= EXERCISE =
Render the items as a two-column CSV with the columns input and output, one row per item, starting at the beginning of the items and going on through the line with "xmin=115 ymin=217 xmax=198 ymax=333". Put each item's text and its answer in its own quoted field with line breaks turned into spaces, and leave the pictures out.

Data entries
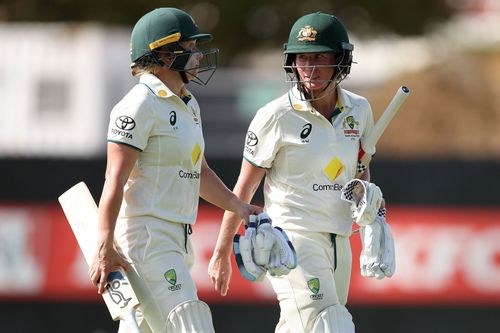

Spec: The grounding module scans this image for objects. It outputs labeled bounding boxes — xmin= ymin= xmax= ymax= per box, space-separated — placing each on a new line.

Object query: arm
xmin=89 ymin=142 xmax=139 ymax=294
xmin=208 ymin=160 xmax=266 ymax=296
xmin=200 ymin=156 xmax=262 ymax=222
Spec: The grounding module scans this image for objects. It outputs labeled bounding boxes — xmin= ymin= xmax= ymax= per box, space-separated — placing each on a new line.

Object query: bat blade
xmin=356 ymin=86 xmax=410 ymax=178
xmin=59 ymin=182 xmax=139 ymax=332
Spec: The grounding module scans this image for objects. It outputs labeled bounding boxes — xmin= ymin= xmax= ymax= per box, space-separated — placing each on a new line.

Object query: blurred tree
xmin=0 ymin=0 xmax=456 ymax=63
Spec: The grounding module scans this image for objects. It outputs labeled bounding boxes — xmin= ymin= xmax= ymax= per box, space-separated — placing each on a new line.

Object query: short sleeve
xmin=243 ymin=107 xmax=281 ymax=168
xmin=107 ymin=86 xmax=154 ymax=151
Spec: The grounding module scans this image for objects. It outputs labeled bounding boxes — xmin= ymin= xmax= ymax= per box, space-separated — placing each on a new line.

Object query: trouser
xmin=268 ymin=230 xmax=352 ymax=333
xmin=115 ymin=217 xmax=198 ymax=333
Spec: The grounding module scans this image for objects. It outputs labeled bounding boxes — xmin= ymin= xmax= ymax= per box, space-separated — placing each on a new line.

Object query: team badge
xmin=307 ymin=278 xmax=323 ymax=301
xmin=342 ymin=116 xmax=359 ymax=138
xmin=307 ymin=278 xmax=319 ymax=295
xmin=246 ymin=131 xmax=259 ymax=147
xmin=297 ymin=25 xmax=318 ymax=42
xmin=163 ymin=268 xmax=182 ymax=291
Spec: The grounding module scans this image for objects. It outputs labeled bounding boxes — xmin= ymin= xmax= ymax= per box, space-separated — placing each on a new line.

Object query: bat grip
xmin=121 ymin=308 xmax=141 ymax=333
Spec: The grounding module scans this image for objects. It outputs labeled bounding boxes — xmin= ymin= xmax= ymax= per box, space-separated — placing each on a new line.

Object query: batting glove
xmin=233 ymin=215 xmax=266 ymax=282
xmin=340 ymin=179 xmax=382 ymax=227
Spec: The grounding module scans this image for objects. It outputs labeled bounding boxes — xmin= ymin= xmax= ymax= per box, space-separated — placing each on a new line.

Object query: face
xmin=295 ymin=52 xmax=336 ymax=91
xmin=181 ymin=40 xmax=203 ymax=80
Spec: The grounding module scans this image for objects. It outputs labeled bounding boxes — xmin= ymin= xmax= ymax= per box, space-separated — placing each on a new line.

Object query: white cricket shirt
xmin=108 ymin=74 xmax=205 ymax=224
xmin=243 ymin=87 xmax=373 ymax=235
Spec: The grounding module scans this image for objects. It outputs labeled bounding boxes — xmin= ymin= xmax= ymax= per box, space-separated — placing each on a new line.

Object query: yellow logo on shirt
xmin=191 ymin=144 xmax=201 ymax=165
xmin=323 ymin=156 xmax=344 ymax=181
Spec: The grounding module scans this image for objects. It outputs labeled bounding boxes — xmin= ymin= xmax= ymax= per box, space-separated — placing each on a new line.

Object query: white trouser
xmin=115 ymin=217 xmax=203 ymax=333
xmin=268 ymin=230 xmax=352 ymax=333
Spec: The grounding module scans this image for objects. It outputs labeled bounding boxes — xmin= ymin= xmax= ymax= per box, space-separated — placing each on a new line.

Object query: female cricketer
xmin=209 ymin=12 xmax=373 ymax=333
xmin=89 ymin=8 xmax=262 ymax=333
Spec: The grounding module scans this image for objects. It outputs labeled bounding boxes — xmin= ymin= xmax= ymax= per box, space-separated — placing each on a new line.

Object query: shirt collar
xmin=139 ymin=73 xmax=191 ymax=100
xmin=288 ymin=85 xmax=352 ymax=111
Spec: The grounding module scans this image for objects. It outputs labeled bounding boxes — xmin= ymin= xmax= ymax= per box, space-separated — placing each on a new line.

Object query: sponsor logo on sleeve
xmin=342 ymin=116 xmax=359 ymax=138
xmin=245 ymin=131 xmax=259 ymax=156
xmin=307 ymin=278 xmax=323 ymax=301
xmin=300 ymin=123 xmax=312 ymax=143
xmin=111 ymin=116 xmax=135 ymax=139
xmin=163 ymin=268 xmax=182 ymax=291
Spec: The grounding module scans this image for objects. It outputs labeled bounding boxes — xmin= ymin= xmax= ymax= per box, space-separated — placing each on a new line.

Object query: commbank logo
xmin=115 ymin=116 xmax=135 ymax=131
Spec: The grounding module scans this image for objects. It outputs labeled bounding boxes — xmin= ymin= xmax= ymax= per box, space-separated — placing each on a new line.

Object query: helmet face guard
xmin=130 ymin=8 xmax=219 ymax=85
xmin=283 ymin=12 xmax=354 ymax=101
xmin=154 ymin=43 xmax=219 ymax=85
xmin=283 ymin=43 xmax=353 ymax=101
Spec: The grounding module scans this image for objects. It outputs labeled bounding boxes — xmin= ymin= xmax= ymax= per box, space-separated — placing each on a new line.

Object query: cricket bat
xmin=356 ymin=86 xmax=410 ymax=178
xmin=59 ymin=182 xmax=140 ymax=333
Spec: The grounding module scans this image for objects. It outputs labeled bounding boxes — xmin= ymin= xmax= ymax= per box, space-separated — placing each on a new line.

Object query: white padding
xmin=167 ymin=301 xmax=215 ymax=333
xmin=312 ymin=304 xmax=354 ymax=333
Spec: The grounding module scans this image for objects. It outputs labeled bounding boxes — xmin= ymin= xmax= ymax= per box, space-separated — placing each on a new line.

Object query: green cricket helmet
xmin=130 ymin=7 xmax=219 ymax=84
xmin=283 ymin=12 xmax=354 ymax=96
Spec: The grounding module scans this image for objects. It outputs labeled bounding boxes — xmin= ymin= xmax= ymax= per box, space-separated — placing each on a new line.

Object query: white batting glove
xmin=340 ymin=179 xmax=382 ymax=227
xmin=359 ymin=208 xmax=396 ymax=279
xmin=266 ymin=227 xmax=297 ymax=276
xmin=380 ymin=211 xmax=396 ymax=277
xmin=253 ymin=213 xmax=275 ymax=266
xmin=233 ymin=215 xmax=266 ymax=282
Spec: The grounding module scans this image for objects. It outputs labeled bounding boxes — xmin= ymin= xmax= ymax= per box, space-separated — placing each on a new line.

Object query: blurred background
xmin=0 ymin=0 xmax=500 ymax=333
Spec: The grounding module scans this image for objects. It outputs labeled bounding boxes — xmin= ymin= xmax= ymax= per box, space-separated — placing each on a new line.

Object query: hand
xmin=208 ymin=253 xmax=233 ymax=296
xmin=89 ymin=243 xmax=130 ymax=294
xmin=235 ymin=201 xmax=264 ymax=225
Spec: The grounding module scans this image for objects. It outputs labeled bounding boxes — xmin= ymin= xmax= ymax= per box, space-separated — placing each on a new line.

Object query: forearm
xmin=98 ymin=179 xmax=123 ymax=247
xmin=200 ymin=165 xmax=239 ymax=212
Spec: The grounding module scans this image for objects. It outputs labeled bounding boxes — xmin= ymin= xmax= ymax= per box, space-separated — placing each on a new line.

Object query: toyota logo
xmin=115 ymin=116 xmax=135 ymax=131
xmin=246 ymin=131 xmax=259 ymax=147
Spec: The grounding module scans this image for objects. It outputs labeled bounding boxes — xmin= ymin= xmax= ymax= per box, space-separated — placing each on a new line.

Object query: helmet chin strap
xmin=179 ymin=71 xmax=189 ymax=84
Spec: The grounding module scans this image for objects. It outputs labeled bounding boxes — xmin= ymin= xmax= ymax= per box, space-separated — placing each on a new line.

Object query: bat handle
xmin=121 ymin=308 xmax=141 ymax=333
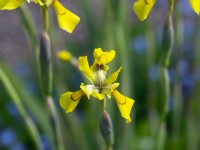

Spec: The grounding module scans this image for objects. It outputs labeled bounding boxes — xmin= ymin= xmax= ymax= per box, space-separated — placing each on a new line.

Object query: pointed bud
xmin=100 ymin=111 xmax=114 ymax=147
xmin=160 ymin=15 xmax=174 ymax=67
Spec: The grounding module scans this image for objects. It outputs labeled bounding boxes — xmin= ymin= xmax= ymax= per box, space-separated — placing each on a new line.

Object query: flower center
xmin=94 ymin=69 xmax=106 ymax=87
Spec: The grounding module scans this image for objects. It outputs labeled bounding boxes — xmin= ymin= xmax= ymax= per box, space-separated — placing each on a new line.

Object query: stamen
xmin=71 ymin=90 xmax=84 ymax=101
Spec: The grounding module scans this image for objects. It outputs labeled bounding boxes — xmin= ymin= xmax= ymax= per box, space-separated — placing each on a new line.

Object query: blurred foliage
xmin=0 ymin=0 xmax=200 ymax=150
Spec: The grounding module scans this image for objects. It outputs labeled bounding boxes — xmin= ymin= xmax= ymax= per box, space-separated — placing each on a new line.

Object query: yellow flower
xmin=133 ymin=0 xmax=200 ymax=21
xmin=189 ymin=0 xmax=200 ymax=15
xmin=60 ymin=48 xmax=134 ymax=123
xmin=0 ymin=0 xmax=80 ymax=33
xmin=133 ymin=0 xmax=156 ymax=21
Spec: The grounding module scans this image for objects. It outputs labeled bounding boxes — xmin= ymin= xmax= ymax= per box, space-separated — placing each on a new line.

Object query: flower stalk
xmin=39 ymin=6 xmax=65 ymax=150
xmin=157 ymin=0 xmax=174 ymax=149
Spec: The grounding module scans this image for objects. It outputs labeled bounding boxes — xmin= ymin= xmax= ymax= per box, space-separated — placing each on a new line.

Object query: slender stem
xmin=40 ymin=6 xmax=65 ymax=150
xmin=0 ymin=66 xmax=42 ymax=150
xmin=42 ymin=5 xmax=49 ymax=32
xmin=168 ymin=0 xmax=174 ymax=16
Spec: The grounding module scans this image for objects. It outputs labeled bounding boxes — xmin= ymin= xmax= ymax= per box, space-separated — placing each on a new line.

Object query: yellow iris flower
xmin=133 ymin=0 xmax=200 ymax=21
xmin=0 ymin=0 xmax=80 ymax=33
xmin=60 ymin=48 xmax=134 ymax=123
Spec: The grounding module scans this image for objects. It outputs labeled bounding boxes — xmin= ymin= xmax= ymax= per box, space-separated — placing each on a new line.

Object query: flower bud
xmin=160 ymin=15 xmax=174 ymax=67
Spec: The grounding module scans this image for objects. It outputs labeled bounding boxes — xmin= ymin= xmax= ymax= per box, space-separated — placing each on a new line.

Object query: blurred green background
xmin=0 ymin=0 xmax=200 ymax=150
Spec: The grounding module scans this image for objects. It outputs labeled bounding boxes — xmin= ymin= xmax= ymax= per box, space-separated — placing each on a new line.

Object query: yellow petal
xmin=106 ymin=83 xmax=119 ymax=98
xmin=57 ymin=50 xmax=72 ymax=61
xmin=133 ymin=0 xmax=156 ymax=21
xmin=60 ymin=90 xmax=84 ymax=113
xmin=34 ymin=0 xmax=54 ymax=7
xmin=0 ymin=0 xmax=25 ymax=10
xmin=189 ymin=0 xmax=200 ymax=15
xmin=92 ymin=91 xmax=105 ymax=100
xmin=94 ymin=48 xmax=115 ymax=65
xmin=112 ymin=90 xmax=135 ymax=123
xmin=106 ymin=67 xmax=122 ymax=85
xmin=78 ymin=56 xmax=94 ymax=83
xmin=52 ymin=0 xmax=80 ymax=33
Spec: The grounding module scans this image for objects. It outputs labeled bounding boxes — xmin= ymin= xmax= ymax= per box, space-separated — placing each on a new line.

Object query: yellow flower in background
xmin=189 ymin=0 xmax=200 ymax=15
xmin=60 ymin=48 xmax=134 ymax=123
xmin=0 ymin=0 xmax=80 ymax=33
xmin=133 ymin=0 xmax=200 ymax=21
xmin=133 ymin=0 xmax=156 ymax=21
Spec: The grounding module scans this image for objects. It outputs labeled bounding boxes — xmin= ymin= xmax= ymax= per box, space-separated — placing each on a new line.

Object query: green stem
xmin=42 ymin=5 xmax=49 ymax=32
xmin=168 ymin=0 xmax=174 ymax=16
xmin=0 ymin=66 xmax=42 ymax=150
xmin=40 ymin=6 xmax=65 ymax=150
xmin=157 ymin=0 xmax=174 ymax=149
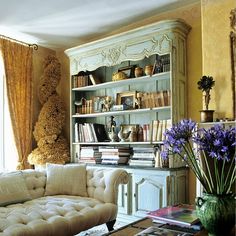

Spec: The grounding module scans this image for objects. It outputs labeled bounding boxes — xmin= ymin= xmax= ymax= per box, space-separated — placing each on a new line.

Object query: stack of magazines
xmin=137 ymin=204 xmax=202 ymax=236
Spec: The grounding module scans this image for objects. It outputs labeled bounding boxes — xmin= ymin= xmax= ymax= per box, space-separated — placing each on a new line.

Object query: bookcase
xmin=65 ymin=19 xmax=190 ymax=220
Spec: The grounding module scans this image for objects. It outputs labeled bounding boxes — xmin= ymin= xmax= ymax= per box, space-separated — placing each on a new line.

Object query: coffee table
xmin=103 ymin=217 xmax=208 ymax=236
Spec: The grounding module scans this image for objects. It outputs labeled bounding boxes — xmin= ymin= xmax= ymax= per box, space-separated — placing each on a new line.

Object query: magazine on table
xmin=135 ymin=226 xmax=193 ymax=236
xmin=147 ymin=204 xmax=200 ymax=227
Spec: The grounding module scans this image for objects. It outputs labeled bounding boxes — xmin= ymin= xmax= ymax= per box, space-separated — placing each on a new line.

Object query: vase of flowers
xmin=197 ymin=75 xmax=215 ymax=122
xmin=161 ymin=120 xmax=236 ymax=236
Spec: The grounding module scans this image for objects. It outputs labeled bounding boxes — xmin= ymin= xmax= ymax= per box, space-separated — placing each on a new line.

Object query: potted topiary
xmin=197 ymin=75 xmax=215 ymax=122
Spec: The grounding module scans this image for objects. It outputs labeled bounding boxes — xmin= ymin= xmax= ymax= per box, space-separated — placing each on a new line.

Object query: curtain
xmin=0 ymin=38 xmax=33 ymax=170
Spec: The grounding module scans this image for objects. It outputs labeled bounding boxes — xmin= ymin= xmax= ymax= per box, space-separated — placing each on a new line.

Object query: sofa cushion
xmin=0 ymin=195 xmax=117 ymax=236
xmin=0 ymin=172 xmax=32 ymax=206
xmin=45 ymin=163 xmax=88 ymax=197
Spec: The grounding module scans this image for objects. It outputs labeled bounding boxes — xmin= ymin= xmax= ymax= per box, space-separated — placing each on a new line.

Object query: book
xmin=89 ymin=74 xmax=101 ymax=85
xmin=93 ymin=123 xmax=110 ymax=142
xmin=147 ymin=204 xmax=199 ymax=227
xmin=134 ymin=226 xmax=193 ymax=236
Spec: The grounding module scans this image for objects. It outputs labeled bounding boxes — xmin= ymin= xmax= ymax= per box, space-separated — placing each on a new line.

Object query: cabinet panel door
xmin=117 ymin=173 xmax=132 ymax=215
xmin=133 ymin=174 xmax=166 ymax=216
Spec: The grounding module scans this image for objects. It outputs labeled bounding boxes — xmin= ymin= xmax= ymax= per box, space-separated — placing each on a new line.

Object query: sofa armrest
xmin=87 ymin=168 xmax=129 ymax=204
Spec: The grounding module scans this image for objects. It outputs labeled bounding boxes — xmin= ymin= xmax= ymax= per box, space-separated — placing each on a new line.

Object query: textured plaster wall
xmin=201 ymin=0 xmax=236 ymax=118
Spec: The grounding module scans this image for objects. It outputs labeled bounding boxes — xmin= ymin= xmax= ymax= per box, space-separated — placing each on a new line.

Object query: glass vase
xmin=196 ymin=193 xmax=235 ymax=236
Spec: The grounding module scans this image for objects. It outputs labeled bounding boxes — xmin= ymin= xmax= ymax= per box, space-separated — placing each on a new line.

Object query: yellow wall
xmin=201 ymin=0 xmax=236 ymax=118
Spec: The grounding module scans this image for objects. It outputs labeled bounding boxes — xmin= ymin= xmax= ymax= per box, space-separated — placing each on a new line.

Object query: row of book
xmin=79 ymin=146 xmax=131 ymax=165
xmin=141 ymin=90 xmax=171 ymax=108
xmin=129 ymin=147 xmax=158 ymax=167
xmin=77 ymin=146 xmax=183 ymax=168
xmin=98 ymin=146 xmax=131 ymax=165
xmin=74 ymin=119 xmax=172 ymax=143
xmin=142 ymin=119 xmax=172 ymax=142
xmin=74 ymin=123 xmax=110 ymax=143
xmin=72 ymin=73 xmax=101 ymax=88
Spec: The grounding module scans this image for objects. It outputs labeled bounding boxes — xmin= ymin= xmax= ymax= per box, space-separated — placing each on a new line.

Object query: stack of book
xmin=75 ymin=123 xmax=110 ymax=143
xmin=129 ymin=147 xmax=156 ymax=167
xmin=99 ymin=146 xmax=131 ymax=165
xmin=79 ymin=146 xmax=101 ymax=164
xmin=152 ymin=119 xmax=172 ymax=142
xmin=147 ymin=204 xmax=202 ymax=230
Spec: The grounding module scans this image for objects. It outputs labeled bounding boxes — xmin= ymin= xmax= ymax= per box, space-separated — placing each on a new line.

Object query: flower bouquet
xmin=197 ymin=75 xmax=215 ymax=122
xmin=161 ymin=120 xmax=236 ymax=235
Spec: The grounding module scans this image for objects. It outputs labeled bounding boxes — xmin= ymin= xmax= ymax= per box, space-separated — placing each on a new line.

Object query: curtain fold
xmin=0 ymin=39 xmax=33 ymax=169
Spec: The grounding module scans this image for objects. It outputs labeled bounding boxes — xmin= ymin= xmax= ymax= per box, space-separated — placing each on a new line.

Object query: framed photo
xmin=116 ymin=91 xmax=136 ymax=110
xmin=93 ymin=96 xmax=106 ymax=113
xmin=118 ymin=65 xmax=135 ymax=78
xmin=120 ymin=124 xmax=139 ymax=142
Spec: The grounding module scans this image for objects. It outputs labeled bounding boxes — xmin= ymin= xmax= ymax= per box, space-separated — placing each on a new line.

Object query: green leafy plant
xmin=161 ymin=120 xmax=236 ymax=195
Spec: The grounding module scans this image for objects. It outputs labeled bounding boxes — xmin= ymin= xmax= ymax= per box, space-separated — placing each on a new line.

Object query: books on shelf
xmin=152 ymin=119 xmax=172 ymax=142
xmin=141 ymin=90 xmax=171 ymax=108
xmin=147 ymin=204 xmax=199 ymax=227
xmin=74 ymin=123 xmax=110 ymax=143
xmin=129 ymin=147 xmax=156 ymax=167
xmin=89 ymin=74 xmax=101 ymax=85
xmin=78 ymin=146 xmax=101 ymax=164
xmin=98 ymin=146 xmax=131 ymax=164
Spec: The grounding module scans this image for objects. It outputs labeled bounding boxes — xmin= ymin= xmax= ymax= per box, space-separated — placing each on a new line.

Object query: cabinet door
xmin=132 ymin=174 xmax=167 ymax=217
xmin=117 ymin=172 xmax=132 ymax=215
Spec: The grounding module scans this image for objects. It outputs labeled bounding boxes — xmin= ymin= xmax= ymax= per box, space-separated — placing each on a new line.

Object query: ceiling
xmin=0 ymin=0 xmax=196 ymax=49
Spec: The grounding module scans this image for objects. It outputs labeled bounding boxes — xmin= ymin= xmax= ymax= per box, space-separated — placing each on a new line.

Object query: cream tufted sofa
xmin=0 ymin=164 xmax=128 ymax=236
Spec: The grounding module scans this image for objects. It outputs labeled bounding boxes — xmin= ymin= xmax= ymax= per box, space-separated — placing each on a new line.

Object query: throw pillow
xmin=45 ymin=163 xmax=88 ymax=197
xmin=0 ymin=172 xmax=32 ymax=206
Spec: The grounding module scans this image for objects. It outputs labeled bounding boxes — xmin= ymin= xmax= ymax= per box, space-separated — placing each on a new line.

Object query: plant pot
xmin=200 ymin=110 xmax=214 ymax=122
xmin=196 ymin=193 xmax=235 ymax=236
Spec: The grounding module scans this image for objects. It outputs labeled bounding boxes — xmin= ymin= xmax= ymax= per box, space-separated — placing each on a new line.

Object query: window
xmin=0 ymin=54 xmax=18 ymax=171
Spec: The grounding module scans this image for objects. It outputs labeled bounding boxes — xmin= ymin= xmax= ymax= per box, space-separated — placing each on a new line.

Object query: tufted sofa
xmin=0 ymin=164 xmax=128 ymax=236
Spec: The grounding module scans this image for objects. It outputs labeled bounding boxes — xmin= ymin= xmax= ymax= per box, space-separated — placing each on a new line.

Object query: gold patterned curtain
xmin=0 ymin=38 xmax=33 ymax=170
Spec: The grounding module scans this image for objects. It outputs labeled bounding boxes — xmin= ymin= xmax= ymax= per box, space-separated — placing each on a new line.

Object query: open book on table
xmin=147 ymin=204 xmax=199 ymax=230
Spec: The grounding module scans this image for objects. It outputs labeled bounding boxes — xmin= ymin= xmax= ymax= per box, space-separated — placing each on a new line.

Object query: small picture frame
xmin=116 ymin=91 xmax=137 ymax=110
xmin=93 ymin=96 xmax=106 ymax=113
xmin=118 ymin=65 xmax=135 ymax=78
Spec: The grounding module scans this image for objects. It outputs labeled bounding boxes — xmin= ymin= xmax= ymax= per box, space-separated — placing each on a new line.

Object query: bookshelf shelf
xmin=72 ymin=71 xmax=171 ymax=91
xmin=72 ymin=141 xmax=163 ymax=146
xmin=72 ymin=106 xmax=171 ymax=118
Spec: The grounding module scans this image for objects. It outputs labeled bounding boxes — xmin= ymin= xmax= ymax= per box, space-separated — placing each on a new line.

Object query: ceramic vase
xmin=196 ymin=193 xmax=235 ymax=236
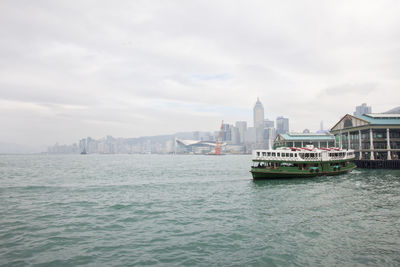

= FULL ANSWER =
input,output
"Spec: The grounding module scans this image for objects. It outputs labeled bounding boxes — xmin= ymin= xmax= ymax= per box, space-separated — placing each on a new line. Object query: arm","xmin=89 ymin=142 xmax=139 ymax=294 xmin=208 ymin=160 xmax=266 ymax=296 xmin=200 ymin=156 xmax=262 ymax=222"
"Spec: The grounding module scans this image for objects. It outputs labeled bounding boxes — xmin= ymin= xmax= ymax= per box, space-separated — placing each on a new line. Object query: bat blade","xmin=356 ymin=86 xmax=410 ymax=178 xmin=59 ymin=182 xmax=139 ymax=332"
"Spec: The grounding module scans this image for objects. It outputs labeled bounding boxes — xmin= ymin= xmax= ymax= per box, space-separated — placing each on a new line. Object query: blurred tree","xmin=0 ymin=0 xmax=456 ymax=63"
"Spec: The grounding module scans this image for objects. It outputs labeled bounding boxes — xmin= ymin= xmax= ymax= per box, space-separated — placing each on a new line. Object query: short sleeve","xmin=243 ymin=107 xmax=281 ymax=168 xmin=107 ymin=86 xmax=154 ymax=151"
"Spec: The grounding module scans this image for objects. It outputs labeled bounding boxes — xmin= ymin= xmax= ymax= per box, space-separated — placing each on a new line. Object query: trouser","xmin=268 ymin=230 xmax=352 ymax=333 xmin=115 ymin=217 xmax=198 ymax=333"